══ Metin bölümü

Emsal Mahkeme Kararı Bakırköy 2. Asliye Ticaret Mahkemesi 2018/574 E. 2020/672 K. 20.10.2020 T.

Görüntülediğiniz mahkeme kararı kesinleşmiş bir karardır.

T.C. BAKIRKÖY 2. ASLİYE TİCARET MAHKEMESİ

ESAS NO : 2018/574 Esas
KARAR NO : 2020/672

DAVA : İtirazın İptali (Ticari Satımdan Kaynaklanan)
DAVA TARİHİ : 07/06/2018
KARAR TARİHİ : 20/10/2020
GEREKÇELİ KARARIN
YAZILDIĞI TARİH : 09.11.2020

Mahkememizde görülmekte olan İtirazın İptali (Ticari Satımdan Kaynaklanan) davasının yapılan açık yargılaması sonunda,
GEREĞİ DÜŞÜNÜLDÜ:
Davacı vekili vermiş olduğu dava dilekçesinde özetle; davacı müvekkili tarafından davalı aleyhine Küçükçekmece …. İcra Müdürlüğü’nün …. Esas sayılı dosyası ile takip başlatıldığını, davalı borçlu tarafından takibe itiraz edildiğini ve takibin durduğunu, davalı ile müvekkili firma arasındaki ticari anlaşma gereği müvekkilinin davalı firmaya ait ham kumaşları boyama, baskı, işleme işlemlerini yaparak tekrardan davalı/borçluya iade ettiğini, müvekkili ile davalı borçlu arasındaki iş bu sözleşmenin 2016 yalının ocak ayının sonundan itibaren başlayıp 2017 yılının eylül ayına kadar sorunsuz bir şekilde devam etmiş olduğunu, ilgili dönemlere ilişkin olarak müvekkili şirkete herhangi bir şikayette bulunulmamış ve reklamasyon faturası kesilmemiş olduğunu, bu dönemden sonra davalı borçlunun kendi içerisinde, yapılanmada değişikliğe gitmesi sonucunda şirket yetkililerinin talimatları zamanında vermemesinden veya eksik/hatalı vermelerinden dolayı işlerde aksaklıklar yaşanmış olduğunu, müvekkilinin aldığı siparişleri talimatlara uygun olarak ve süresinde teslim etmeye devam etmiş olduğunu, ancak davalı borçlunun kötü niyetli olarak müvekkiline olan borcunu ödememek için, siparişlerin talimatlara uygun olmadığından bahisle noter kanalıyla e-fatura düzenlendiğini bildirmiş olduğunu, müvekkili şirketçe işlemleri yapılan ürünlerin davalı tarafça herhangi bir ihtirazi kayıt ileri sürülmeksizin teslim alınmış olduğunu, bu nedenle davalı tarafın teslim aldığı işlemleri yapılan ürünlere ilişkin ödemelerden imtina etmesinin mümkün olmadığını beyanla; itirazın iptali ile takibin devamına, davalı şirket aleyhine %20 icra inkar tazminatına hükmedilmesine, yargılama giderleri ve ücreti vekaletin davalı üzerinde bırakılmasına karar verilmesini talep ve dava etmiştir.

════

▶ Yapılacak görevler
- A) Mahkeme kararına göre aşağıdaki soruları yanıtlayın.
(i) Dava hangi tarihte açılmıştır?
(ii) Gerekçeli karar hangi tarihte yazılmıştır?
(iii) Davacı, davalı aleyhine yüzde kaç oranında icra inkar tazminatı istemiştir?
- B) Mahkeme kararı metnini son cümleden sonra devam ettirerek genişletin.

══ Liste

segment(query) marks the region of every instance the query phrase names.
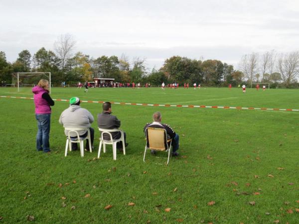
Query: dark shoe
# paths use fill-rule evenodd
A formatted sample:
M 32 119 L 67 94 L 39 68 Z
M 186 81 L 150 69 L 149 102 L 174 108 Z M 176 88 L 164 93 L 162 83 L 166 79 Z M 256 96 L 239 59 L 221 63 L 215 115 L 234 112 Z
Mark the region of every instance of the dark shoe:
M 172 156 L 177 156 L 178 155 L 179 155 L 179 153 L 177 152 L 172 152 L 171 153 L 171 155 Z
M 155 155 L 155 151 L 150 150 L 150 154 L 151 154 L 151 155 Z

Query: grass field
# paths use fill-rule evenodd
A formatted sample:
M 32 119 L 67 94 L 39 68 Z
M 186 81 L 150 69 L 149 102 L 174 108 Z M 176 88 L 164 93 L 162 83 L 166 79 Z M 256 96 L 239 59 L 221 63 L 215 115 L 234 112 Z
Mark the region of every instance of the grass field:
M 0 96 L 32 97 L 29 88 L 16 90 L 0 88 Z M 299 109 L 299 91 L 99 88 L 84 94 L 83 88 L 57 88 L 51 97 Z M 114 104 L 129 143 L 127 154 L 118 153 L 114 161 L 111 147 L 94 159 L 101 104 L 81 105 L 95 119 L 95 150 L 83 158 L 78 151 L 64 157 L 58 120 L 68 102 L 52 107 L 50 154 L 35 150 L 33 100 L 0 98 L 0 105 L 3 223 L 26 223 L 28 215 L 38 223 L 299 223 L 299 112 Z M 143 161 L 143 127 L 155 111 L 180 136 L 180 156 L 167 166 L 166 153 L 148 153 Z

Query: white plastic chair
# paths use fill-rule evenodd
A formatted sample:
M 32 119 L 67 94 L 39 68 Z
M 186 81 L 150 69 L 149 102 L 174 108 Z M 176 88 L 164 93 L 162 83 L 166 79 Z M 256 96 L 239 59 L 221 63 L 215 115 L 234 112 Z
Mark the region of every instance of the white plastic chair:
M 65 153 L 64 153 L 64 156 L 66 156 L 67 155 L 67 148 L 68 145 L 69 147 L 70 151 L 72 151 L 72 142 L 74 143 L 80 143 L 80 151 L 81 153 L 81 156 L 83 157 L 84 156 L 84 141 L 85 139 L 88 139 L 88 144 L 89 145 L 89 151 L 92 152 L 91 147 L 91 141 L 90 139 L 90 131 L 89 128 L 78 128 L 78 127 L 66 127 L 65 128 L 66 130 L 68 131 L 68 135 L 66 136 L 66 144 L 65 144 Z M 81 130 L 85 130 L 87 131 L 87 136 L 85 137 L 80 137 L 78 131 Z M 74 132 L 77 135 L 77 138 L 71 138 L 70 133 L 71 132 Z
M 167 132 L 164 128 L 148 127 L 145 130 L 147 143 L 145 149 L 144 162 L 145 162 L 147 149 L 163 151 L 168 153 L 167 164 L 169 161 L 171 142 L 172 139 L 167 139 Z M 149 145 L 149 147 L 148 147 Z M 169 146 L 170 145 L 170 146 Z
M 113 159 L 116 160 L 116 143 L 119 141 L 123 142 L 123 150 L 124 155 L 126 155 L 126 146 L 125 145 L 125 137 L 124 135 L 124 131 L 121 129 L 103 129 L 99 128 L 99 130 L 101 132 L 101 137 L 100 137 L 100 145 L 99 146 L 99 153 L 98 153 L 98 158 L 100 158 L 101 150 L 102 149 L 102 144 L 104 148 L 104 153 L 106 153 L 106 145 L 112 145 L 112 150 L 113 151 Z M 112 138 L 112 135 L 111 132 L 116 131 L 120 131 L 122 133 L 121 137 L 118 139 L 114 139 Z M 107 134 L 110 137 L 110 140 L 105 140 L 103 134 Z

════

▶ Görevlerin cevapları
- A)
(i) Dava 07/06/2018 tarihinde açılmıştır.
(ii) Gerekçeli karar 09.11.2020 tarihinde yazılmıştır.
(iii) Davacı, davalı aleyhine %20 oranında icra inkar tazminatı istemiştir.

- B)
Davalı vekili vermiş olduğu cevap dilekçesinde özetle; müvekkili şirket ile davacı şirket arasındaki ticari ilişki gereğince davacı şirketin kendisine gönderilen ham kumaşlar üzerinde baskı ve boyama işini yapmayı üstlenmiş olduğunu, davacı şirketin kendisine gönderilen bazı orderlara ilişkin yapmış olduğu işçiliklerde istenilen kalite ve terminlere uymayarak müvekkili şirketi yurtdışı müşterilerine karşı zor durumda bırakmış olduğunu, davacının, bazı orderlarında özellikle abraj, aynı top içerisinde renk farkı, kanat, may kaçıkları ve sair gibi türlü hatalar yaptığından dolayı müvekkili şirketin yurtdışı müşterilerinden almış olduğu siparişleri yetiştirebilmek amacıyla fireli kesimler yapmak zorunda kalmış olduğunu, üzerinde hatalı şekilde baskı ve boyama işlemi yapılan kumaşların defalarca tamirinin gerçekleştirilmiş olduğunu, ancak buna rağmen istenilen kalitede teslimlerin yine de gerçekleştirilememiş olduğunu, baskı ve boyama işinde sürekli hata yapan davacının gerek ikide bir tamire gitmek zorunda olunması gerekse baskı ve boyama işini geç teslim edilmiş olması sebebiyle aynı zamanda yurtdışı müşterisine karşı terminde gecikmelere yol açılmış olup bundan dolayı da ayrıca yurtdışı müşterilerinden gecikme ve kalitesiz ürün sebebiyle reklamasyonlar gelmiş olduğunu, siparişlerin her aşamasında müvekkili şirket yetkililerinin davacı şirketin üretim planlama ve satış sorumlularına defalarca ayıp ihbarlarında bulunmuş olduklarını, aynı zamanda işlem yapmak üzere gönderilen ham kumaşlardan bir kısmının kötü koşullarda depoda tutulmuş olması sebebiyle ürünlerin kullanılamaz hale gelmiş olduğunu, davacı şirketin orderlardan dolayı istenilen kalite ve terminde baskı ve boyama işlemlerini gerçekleştirememesinden mütevellit müvekkili şirketin uğradığı zararların bir kısmına ilişkin olan fireli kesimden termin gecikmesinden navlun bedellerinden, kendilerine teslim edilen kumaşların bozulmasından ve kullanılamaz hale gelmesinden kaynaklanan reklamasyon bedellerinin bir kısmının davacı şirkete e-fatura yoluyla gönderilmiş olduğunu, ayrıca davacı şirkette müvekkiline ait yaklaşık 1 ton ham kumaşın hiçbir işlem yapılmaksızın aynen durmakta olduğunu, yine noter kanalıyla bu kumaşların iade edilmesinin istenilmiş olduğunu, ancak davacı tarafından iade de yapılmamış olduğunu beyanla; davanın reddine, yargılama giderleri ile ücreti vekaletin davacıya tahmiline karar verilmesini talep etmiştir.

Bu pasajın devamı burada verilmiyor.